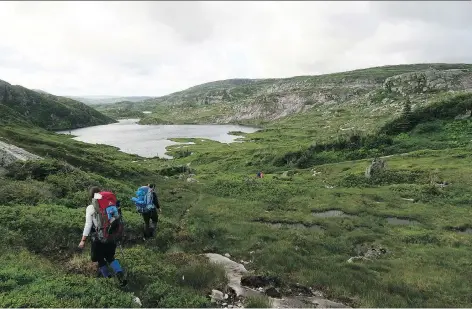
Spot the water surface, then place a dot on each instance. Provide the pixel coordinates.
(151, 140)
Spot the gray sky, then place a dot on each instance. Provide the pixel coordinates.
(154, 48)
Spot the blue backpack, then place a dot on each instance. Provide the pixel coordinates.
(143, 200)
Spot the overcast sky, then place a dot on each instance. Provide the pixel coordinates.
(155, 48)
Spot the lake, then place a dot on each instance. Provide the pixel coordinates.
(151, 140)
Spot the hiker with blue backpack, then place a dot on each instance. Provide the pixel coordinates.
(147, 204)
(104, 221)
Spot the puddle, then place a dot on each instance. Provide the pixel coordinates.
(401, 221)
(332, 213)
(298, 226)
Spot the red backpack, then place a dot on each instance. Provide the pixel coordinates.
(110, 223)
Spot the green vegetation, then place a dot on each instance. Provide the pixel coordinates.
(418, 208)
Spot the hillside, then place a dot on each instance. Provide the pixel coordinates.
(327, 221)
(21, 105)
(266, 100)
(94, 100)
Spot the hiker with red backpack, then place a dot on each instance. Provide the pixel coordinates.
(104, 216)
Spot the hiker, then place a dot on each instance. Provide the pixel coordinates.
(102, 251)
(147, 204)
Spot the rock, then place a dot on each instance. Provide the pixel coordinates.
(216, 296)
(137, 302)
(273, 292)
(375, 168)
(466, 115)
(234, 271)
(259, 281)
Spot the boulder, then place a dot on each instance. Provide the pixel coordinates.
(375, 168)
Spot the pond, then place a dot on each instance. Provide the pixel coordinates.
(151, 140)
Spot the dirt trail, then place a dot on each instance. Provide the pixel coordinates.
(235, 271)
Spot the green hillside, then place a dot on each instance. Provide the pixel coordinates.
(45, 110)
(316, 224)
(264, 101)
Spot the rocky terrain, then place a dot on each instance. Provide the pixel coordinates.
(266, 100)
(19, 105)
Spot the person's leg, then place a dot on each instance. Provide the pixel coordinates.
(146, 218)
(98, 255)
(114, 263)
(154, 219)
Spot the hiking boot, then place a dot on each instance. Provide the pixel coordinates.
(121, 279)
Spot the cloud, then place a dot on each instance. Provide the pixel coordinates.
(154, 48)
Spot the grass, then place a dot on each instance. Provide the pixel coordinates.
(269, 222)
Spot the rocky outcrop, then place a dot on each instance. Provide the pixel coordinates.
(10, 153)
(376, 168)
(429, 81)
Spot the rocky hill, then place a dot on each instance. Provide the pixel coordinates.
(21, 105)
(94, 100)
(245, 100)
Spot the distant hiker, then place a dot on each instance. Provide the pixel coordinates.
(147, 204)
(103, 215)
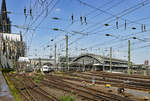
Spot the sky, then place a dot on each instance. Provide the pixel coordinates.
(38, 34)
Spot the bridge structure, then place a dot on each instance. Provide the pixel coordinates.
(97, 61)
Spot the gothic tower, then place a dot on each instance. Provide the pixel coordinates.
(5, 23)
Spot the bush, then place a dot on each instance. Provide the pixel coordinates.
(67, 98)
(7, 70)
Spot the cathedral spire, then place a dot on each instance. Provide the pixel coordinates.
(3, 7)
(5, 23)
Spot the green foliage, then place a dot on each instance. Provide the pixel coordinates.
(7, 70)
(67, 98)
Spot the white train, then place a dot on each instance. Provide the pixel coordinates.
(47, 69)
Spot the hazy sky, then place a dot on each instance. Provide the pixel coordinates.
(97, 12)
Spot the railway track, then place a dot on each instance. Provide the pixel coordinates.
(30, 91)
(120, 76)
(113, 82)
(97, 95)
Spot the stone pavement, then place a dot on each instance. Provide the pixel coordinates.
(5, 94)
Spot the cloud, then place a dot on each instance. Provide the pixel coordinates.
(58, 9)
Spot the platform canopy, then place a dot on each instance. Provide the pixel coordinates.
(23, 59)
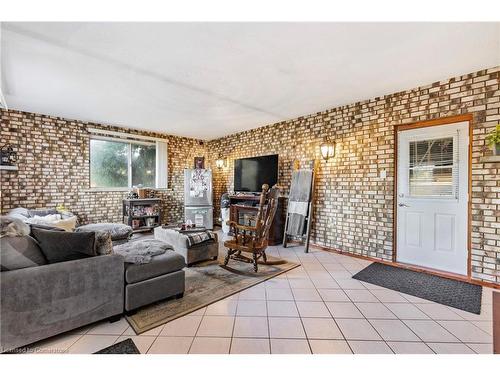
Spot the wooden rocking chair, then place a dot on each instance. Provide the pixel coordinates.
(249, 239)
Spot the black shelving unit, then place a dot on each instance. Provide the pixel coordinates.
(137, 212)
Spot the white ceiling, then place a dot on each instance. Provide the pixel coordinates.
(207, 80)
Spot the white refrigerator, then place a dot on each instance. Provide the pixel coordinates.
(198, 202)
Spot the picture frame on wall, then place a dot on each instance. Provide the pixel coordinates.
(199, 162)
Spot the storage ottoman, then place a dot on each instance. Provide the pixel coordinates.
(192, 253)
(161, 278)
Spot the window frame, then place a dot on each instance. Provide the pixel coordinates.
(148, 141)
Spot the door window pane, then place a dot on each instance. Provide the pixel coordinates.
(143, 165)
(432, 168)
(108, 163)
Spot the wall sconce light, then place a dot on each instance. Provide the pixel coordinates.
(327, 149)
(220, 163)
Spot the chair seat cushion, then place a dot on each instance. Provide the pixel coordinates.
(118, 231)
(162, 264)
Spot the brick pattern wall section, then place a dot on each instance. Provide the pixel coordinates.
(54, 168)
(353, 206)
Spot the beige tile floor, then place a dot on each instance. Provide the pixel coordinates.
(316, 308)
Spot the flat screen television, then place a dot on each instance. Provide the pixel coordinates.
(251, 173)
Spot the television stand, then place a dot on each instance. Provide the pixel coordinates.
(244, 206)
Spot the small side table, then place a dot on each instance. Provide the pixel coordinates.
(179, 241)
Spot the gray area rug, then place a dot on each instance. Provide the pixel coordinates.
(453, 293)
(206, 283)
(123, 347)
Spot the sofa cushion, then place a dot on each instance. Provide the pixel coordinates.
(64, 246)
(103, 243)
(44, 212)
(162, 264)
(19, 213)
(20, 252)
(54, 220)
(118, 231)
(46, 227)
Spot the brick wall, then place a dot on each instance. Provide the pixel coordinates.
(54, 168)
(353, 206)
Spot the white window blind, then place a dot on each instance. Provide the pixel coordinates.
(433, 168)
(121, 160)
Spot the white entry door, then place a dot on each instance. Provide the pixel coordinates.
(432, 214)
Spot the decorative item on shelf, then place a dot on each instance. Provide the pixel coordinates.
(132, 195)
(142, 193)
(493, 140)
(327, 149)
(199, 162)
(220, 162)
(8, 156)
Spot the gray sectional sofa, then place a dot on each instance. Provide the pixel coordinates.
(41, 297)
(43, 301)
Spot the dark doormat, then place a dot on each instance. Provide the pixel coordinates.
(123, 347)
(453, 293)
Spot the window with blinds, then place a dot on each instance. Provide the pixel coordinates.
(433, 168)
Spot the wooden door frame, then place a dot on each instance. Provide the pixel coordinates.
(468, 117)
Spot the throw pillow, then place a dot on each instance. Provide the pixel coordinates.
(54, 220)
(104, 245)
(20, 252)
(64, 246)
(12, 227)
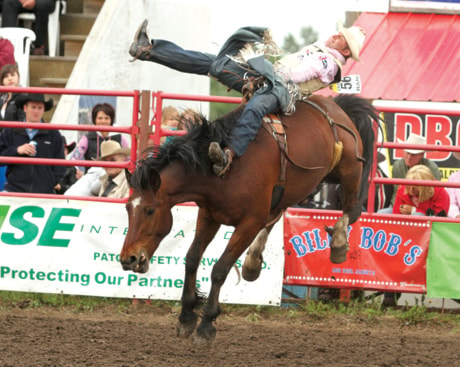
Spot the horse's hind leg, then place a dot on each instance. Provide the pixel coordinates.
(350, 181)
(253, 263)
(206, 229)
(241, 238)
(339, 240)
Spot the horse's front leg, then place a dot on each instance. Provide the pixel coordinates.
(254, 260)
(351, 212)
(339, 240)
(240, 240)
(206, 229)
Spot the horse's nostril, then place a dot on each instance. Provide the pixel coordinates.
(129, 260)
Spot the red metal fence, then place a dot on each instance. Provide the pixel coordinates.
(144, 128)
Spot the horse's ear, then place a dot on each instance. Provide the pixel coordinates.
(154, 180)
(128, 177)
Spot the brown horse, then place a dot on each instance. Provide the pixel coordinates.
(180, 171)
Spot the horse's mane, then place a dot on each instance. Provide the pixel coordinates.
(190, 149)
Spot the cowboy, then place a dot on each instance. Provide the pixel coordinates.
(36, 143)
(305, 71)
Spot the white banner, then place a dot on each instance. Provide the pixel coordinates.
(72, 247)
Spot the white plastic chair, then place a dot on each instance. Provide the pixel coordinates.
(54, 31)
(21, 38)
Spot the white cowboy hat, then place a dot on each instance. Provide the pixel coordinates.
(112, 147)
(414, 139)
(355, 39)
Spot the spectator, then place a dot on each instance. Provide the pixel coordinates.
(41, 8)
(454, 196)
(421, 200)
(38, 143)
(454, 193)
(6, 52)
(417, 200)
(169, 120)
(411, 158)
(114, 183)
(89, 146)
(9, 76)
(70, 176)
(88, 185)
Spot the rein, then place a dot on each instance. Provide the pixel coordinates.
(333, 124)
(280, 136)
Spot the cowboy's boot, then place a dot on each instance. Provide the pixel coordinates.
(222, 159)
(140, 48)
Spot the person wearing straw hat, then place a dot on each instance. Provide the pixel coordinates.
(242, 57)
(413, 157)
(32, 143)
(114, 183)
(454, 192)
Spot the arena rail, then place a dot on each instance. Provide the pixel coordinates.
(381, 238)
(133, 131)
(374, 271)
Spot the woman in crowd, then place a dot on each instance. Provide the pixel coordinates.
(421, 200)
(9, 77)
(89, 146)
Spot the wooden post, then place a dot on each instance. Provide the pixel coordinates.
(144, 122)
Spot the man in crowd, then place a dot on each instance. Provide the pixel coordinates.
(411, 158)
(33, 143)
(114, 183)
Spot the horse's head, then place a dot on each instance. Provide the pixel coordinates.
(149, 220)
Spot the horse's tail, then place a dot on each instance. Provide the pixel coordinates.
(361, 112)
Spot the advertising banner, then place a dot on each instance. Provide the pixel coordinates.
(443, 263)
(383, 255)
(441, 130)
(72, 247)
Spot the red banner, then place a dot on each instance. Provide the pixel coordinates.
(385, 254)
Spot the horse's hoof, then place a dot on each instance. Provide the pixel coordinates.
(204, 339)
(339, 254)
(251, 274)
(185, 329)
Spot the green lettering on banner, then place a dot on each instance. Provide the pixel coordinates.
(54, 224)
(3, 212)
(29, 229)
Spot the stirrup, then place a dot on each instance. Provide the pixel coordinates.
(222, 159)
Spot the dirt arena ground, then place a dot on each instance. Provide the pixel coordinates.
(144, 335)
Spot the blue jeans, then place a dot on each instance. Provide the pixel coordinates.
(266, 100)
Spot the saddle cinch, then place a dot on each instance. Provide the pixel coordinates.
(274, 125)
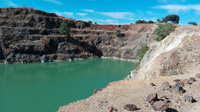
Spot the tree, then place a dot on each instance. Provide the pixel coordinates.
(164, 30)
(117, 32)
(140, 22)
(192, 23)
(142, 51)
(90, 22)
(173, 18)
(64, 30)
(150, 21)
(158, 20)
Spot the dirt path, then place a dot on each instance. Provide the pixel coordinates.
(118, 94)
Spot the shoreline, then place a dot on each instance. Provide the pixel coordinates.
(75, 59)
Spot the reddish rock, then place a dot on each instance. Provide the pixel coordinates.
(151, 98)
(177, 89)
(198, 75)
(112, 109)
(130, 107)
(189, 98)
(152, 84)
(191, 80)
(166, 86)
(181, 83)
(160, 106)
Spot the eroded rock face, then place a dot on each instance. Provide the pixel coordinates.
(151, 98)
(29, 34)
(172, 55)
(160, 106)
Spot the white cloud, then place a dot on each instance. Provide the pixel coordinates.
(88, 10)
(82, 14)
(171, 1)
(118, 15)
(177, 8)
(55, 2)
(70, 14)
(106, 21)
(10, 3)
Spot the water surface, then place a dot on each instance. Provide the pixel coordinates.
(44, 87)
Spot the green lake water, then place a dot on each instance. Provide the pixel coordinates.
(44, 87)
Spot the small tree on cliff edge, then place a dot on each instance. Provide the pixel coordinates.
(64, 30)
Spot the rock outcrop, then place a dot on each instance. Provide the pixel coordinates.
(27, 35)
(171, 55)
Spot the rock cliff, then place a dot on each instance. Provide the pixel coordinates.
(28, 35)
(172, 55)
(178, 55)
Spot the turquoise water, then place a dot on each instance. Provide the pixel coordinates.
(44, 87)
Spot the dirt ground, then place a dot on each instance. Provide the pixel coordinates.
(120, 93)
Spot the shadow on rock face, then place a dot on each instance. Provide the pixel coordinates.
(171, 110)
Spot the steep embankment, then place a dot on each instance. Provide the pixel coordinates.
(171, 56)
(28, 35)
(178, 54)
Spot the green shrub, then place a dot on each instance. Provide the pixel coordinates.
(90, 22)
(193, 23)
(164, 30)
(142, 51)
(117, 32)
(64, 30)
(51, 20)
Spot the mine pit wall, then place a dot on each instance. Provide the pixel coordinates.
(28, 35)
(171, 55)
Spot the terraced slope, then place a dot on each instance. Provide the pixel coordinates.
(28, 35)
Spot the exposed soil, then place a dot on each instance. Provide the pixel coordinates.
(118, 94)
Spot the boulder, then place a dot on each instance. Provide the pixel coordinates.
(198, 75)
(189, 98)
(111, 109)
(159, 106)
(191, 80)
(176, 80)
(151, 98)
(166, 86)
(165, 99)
(177, 89)
(152, 84)
(97, 90)
(130, 107)
(181, 83)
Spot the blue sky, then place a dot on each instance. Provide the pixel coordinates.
(114, 11)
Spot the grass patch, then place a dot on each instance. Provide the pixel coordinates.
(164, 30)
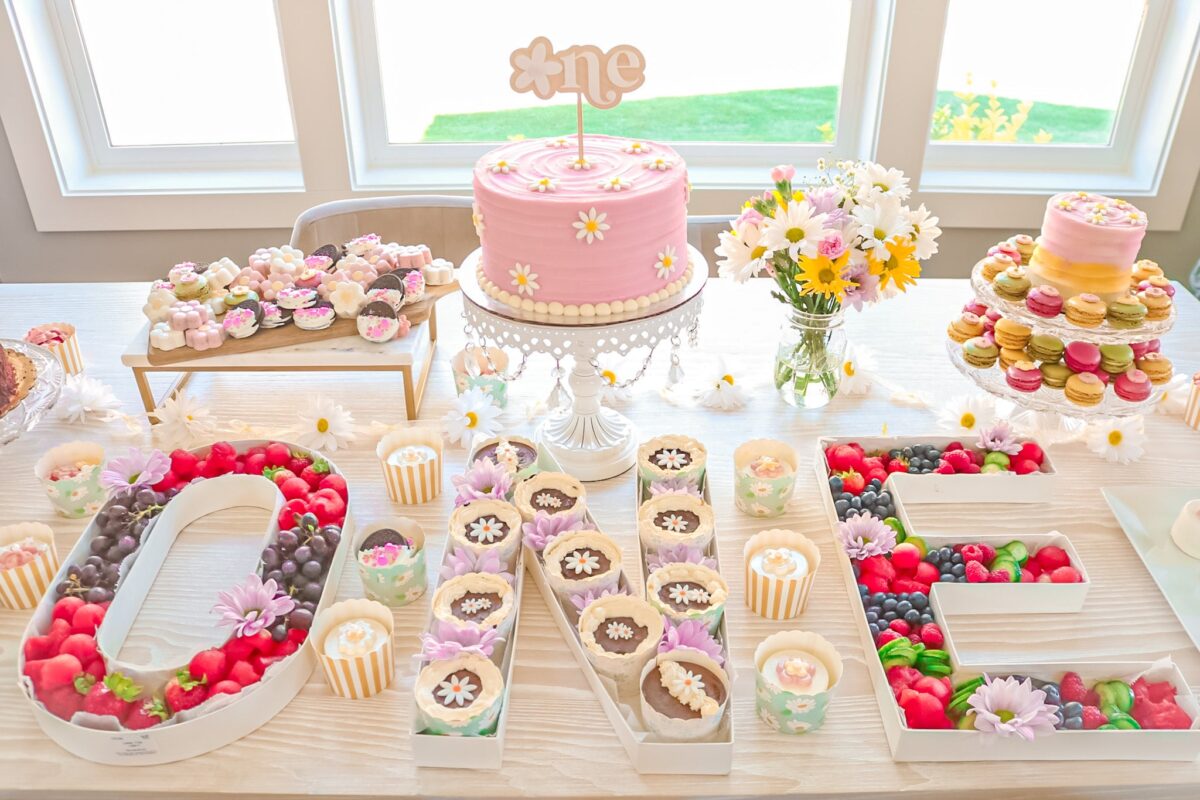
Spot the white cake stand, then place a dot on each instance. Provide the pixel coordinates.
(591, 441)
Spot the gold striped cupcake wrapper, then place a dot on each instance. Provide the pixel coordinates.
(23, 587)
(779, 597)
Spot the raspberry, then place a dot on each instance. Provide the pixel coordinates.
(1072, 689)
(976, 572)
(1093, 717)
(972, 553)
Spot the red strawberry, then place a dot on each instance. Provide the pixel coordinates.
(184, 464)
(1093, 717)
(208, 666)
(63, 702)
(243, 673)
(147, 715)
(53, 673)
(277, 453)
(1071, 687)
(112, 697)
(976, 572)
(66, 607)
(87, 619)
(183, 692)
(82, 647)
(294, 488)
(335, 482)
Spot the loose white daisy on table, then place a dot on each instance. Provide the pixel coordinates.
(795, 228)
(525, 281)
(967, 414)
(591, 226)
(325, 425)
(474, 413)
(183, 421)
(87, 400)
(666, 263)
(1117, 440)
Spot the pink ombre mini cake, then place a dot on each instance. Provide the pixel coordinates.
(1089, 244)
(580, 240)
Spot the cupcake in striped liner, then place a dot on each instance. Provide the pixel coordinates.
(28, 564)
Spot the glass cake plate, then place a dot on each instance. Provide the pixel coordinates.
(991, 380)
(41, 397)
(1059, 325)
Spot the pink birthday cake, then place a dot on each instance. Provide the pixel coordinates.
(1089, 244)
(591, 239)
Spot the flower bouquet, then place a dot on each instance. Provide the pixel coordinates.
(844, 240)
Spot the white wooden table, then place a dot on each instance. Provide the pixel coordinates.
(558, 741)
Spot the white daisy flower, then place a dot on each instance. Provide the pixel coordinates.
(591, 226)
(525, 281)
(325, 425)
(473, 413)
(967, 414)
(666, 263)
(1119, 440)
(793, 228)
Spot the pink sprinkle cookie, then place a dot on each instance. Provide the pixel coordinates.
(187, 314)
(205, 337)
(293, 298)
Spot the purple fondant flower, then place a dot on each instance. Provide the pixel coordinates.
(864, 535)
(1000, 438)
(675, 486)
(546, 527)
(448, 641)
(1007, 707)
(252, 606)
(690, 633)
(462, 561)
(483, 481)
(679, 554)
(138, 468)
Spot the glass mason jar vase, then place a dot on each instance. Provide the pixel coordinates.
(808, 362)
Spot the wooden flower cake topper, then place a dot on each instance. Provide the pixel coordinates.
(587, 71)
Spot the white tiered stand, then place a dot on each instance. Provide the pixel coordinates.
(591, 441)
(1065, 415)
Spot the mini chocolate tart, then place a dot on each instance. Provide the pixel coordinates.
(671, 456)
(684, 693)
(582, 560)
(670, 519)
(460, 696)
(619, 633)
(550, 492)
(484, 525)
(684, 590)
(475, 599)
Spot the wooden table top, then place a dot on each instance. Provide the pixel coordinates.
(558, 741)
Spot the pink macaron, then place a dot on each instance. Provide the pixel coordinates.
(1133, 385)
(1083, 356)
(1024, 377)
(1044, 301)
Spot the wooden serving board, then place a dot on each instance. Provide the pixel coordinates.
(289, 335)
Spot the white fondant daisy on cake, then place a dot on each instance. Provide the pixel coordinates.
(665, 263)
(525, 281)
(591, 226)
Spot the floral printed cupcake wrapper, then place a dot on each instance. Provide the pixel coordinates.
(358, 677)
(762, 497)
(792, 713)
(23, 587)
(79, 495)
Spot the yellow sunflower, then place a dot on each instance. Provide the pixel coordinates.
(900, 266)
(823, 275)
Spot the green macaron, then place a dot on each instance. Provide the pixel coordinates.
(1044, 347)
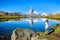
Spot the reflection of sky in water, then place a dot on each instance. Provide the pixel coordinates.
(33, 24)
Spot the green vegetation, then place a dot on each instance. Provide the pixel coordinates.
(53, 35)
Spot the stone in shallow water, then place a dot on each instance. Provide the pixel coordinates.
(23, 34)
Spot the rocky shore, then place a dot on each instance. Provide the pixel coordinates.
(26, 34)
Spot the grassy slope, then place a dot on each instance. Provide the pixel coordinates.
(52, 36)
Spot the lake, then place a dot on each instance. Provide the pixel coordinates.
(35, 24)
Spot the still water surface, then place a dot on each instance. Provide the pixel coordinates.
(35, 24)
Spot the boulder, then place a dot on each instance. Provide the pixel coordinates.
(24, 34)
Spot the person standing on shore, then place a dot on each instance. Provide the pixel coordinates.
(46, 26)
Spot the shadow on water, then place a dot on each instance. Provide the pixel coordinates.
(3, 20)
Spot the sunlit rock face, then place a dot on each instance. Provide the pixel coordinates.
(23, 34)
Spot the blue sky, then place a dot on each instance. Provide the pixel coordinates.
(24, 5)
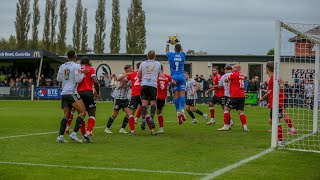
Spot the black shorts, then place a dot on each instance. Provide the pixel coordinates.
(191, 102)
(88, 99)
(68, 99)
(280, 114)
(149, 93)
(218, 100)
(160, 104)
(236, 103)
(134, 102)
(120, 104)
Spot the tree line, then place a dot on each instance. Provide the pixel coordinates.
(54, 33)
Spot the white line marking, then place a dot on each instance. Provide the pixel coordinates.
(104, 168)
(244, 161)
(36, 134)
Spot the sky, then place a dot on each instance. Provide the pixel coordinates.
(219, 27)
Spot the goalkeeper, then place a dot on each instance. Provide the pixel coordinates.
(176, 60)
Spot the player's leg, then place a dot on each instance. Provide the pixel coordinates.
(80, 108)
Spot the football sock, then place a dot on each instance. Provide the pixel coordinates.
(211, 112)
(91, 122)
(110, 121)
(160, 119)
(144, 112)
(289, 122)
(243, 119)
(226, 118)
(70, 119)
(131, 123)
(63, 125)
(125, 122)
(199, 112)
(177, 104)
(83, 128)
(138, 114)
(182, 102)
(191, 114)
(78, 123)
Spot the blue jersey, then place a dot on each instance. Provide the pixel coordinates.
(176, 60)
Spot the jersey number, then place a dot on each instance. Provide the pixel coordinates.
(66, 74)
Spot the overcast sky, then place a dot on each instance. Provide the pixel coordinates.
(216, 26)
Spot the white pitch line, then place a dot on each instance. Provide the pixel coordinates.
(36, 134)
(244, 161)
(103, 168)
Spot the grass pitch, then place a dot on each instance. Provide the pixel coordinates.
(187, 151)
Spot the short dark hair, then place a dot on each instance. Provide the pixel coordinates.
(138, 65)
(85, 61)
(71, 54)
(178, 47)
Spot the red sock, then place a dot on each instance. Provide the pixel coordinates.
(91, 122)
(70, 119)
(138, 114)
(211, 112)
(148, 122)
(131, 123)
(160, 119)
(280, 137)
(289, 122)
(83, 128)
(226, 117)
(243, 119)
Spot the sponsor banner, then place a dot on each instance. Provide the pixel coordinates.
(303, 73)
(251, 99)
(21, 54)
(48, 93)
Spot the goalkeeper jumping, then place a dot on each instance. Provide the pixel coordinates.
(176, 60)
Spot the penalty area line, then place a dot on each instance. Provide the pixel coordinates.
(103, 168)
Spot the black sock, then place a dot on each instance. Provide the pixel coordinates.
(63, 125)
(125, 122)
(191, 114)
(153, 111)
(110, 121)
(144, 112)
(78, 123)
(199, 112)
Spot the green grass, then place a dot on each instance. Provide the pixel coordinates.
(190, 147)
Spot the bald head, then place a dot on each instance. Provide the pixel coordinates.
(152, 55)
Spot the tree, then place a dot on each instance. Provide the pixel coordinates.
(270, 52)
(77, 27)
(63, 28)
(22, 23)
(84, 40)
(46, 28)
(101, 22)
(115, 30)
(136, 31)
(35, 24)
(53, 25)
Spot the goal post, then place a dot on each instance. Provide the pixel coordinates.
(296, 66)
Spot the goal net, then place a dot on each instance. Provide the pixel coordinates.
(296, 68)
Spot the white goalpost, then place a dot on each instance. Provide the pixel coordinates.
(296, 74)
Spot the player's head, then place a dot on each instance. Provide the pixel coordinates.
(138, 65)
(186, 74)
(72, 56)
(152, 55)
(214, 71)
(228, 69)
(128, 68)
(177, 48)
(236, 68)
(269, 67)
(85, 61)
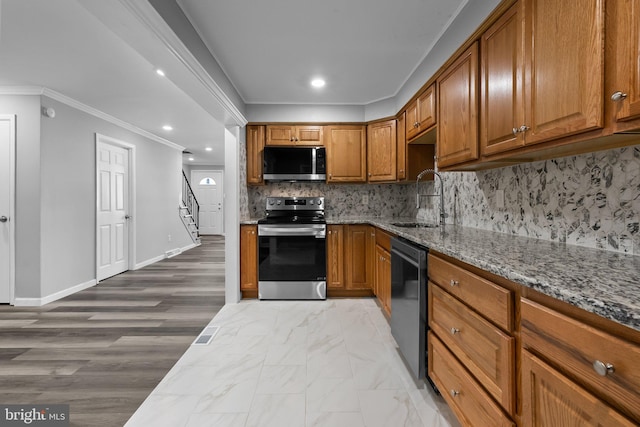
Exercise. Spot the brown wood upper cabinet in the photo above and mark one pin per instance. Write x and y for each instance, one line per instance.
(294, 135)
(501, 104)
(458, 110)
(255, 149)
(623, 66)
(382, 151)
(564, 68)
(346, 153)
(541, 81)
(421, 114)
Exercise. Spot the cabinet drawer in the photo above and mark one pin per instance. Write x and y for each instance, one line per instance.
(486, 351)
(576, 347)
(551, 399)
(467, 399)
(492, 301)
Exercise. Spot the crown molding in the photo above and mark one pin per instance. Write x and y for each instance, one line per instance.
(152, 20)
(50, 93)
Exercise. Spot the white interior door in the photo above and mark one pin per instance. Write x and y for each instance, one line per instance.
(112, 215)
(7, 186)
(208, 188)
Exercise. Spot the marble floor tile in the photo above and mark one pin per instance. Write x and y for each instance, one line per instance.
(332, 395)
(327, 363)
(334, 419)
(218, 420)
(277, 410)
(383, 408)
(279, 379)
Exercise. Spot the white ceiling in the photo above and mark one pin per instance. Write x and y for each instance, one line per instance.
(102, 55)
(364, 49)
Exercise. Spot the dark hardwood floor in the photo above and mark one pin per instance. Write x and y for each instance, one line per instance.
(103, 350)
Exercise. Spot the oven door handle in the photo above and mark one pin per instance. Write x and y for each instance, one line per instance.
(318, 232)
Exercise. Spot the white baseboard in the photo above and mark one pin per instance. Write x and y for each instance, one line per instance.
(36, 302)
(191, 246)
(149, 262)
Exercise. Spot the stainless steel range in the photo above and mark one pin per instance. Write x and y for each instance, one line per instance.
(292, 252)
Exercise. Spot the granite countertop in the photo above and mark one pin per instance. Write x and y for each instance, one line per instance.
(602, 282)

• • •

▶ _INSTRUCTIONS TO FOLLOW_
Copy out the lines above word for word, starting at the line that contains "Spot the white tiered" and ending at the line that contains "(1065, 415)".

▶ _SOLUTION FOR THIS PROBLEM_
Spot the white tiered stand, then place a dot on each instance. Provide the pixel coordinates.
(591, 441)
(1065, 415)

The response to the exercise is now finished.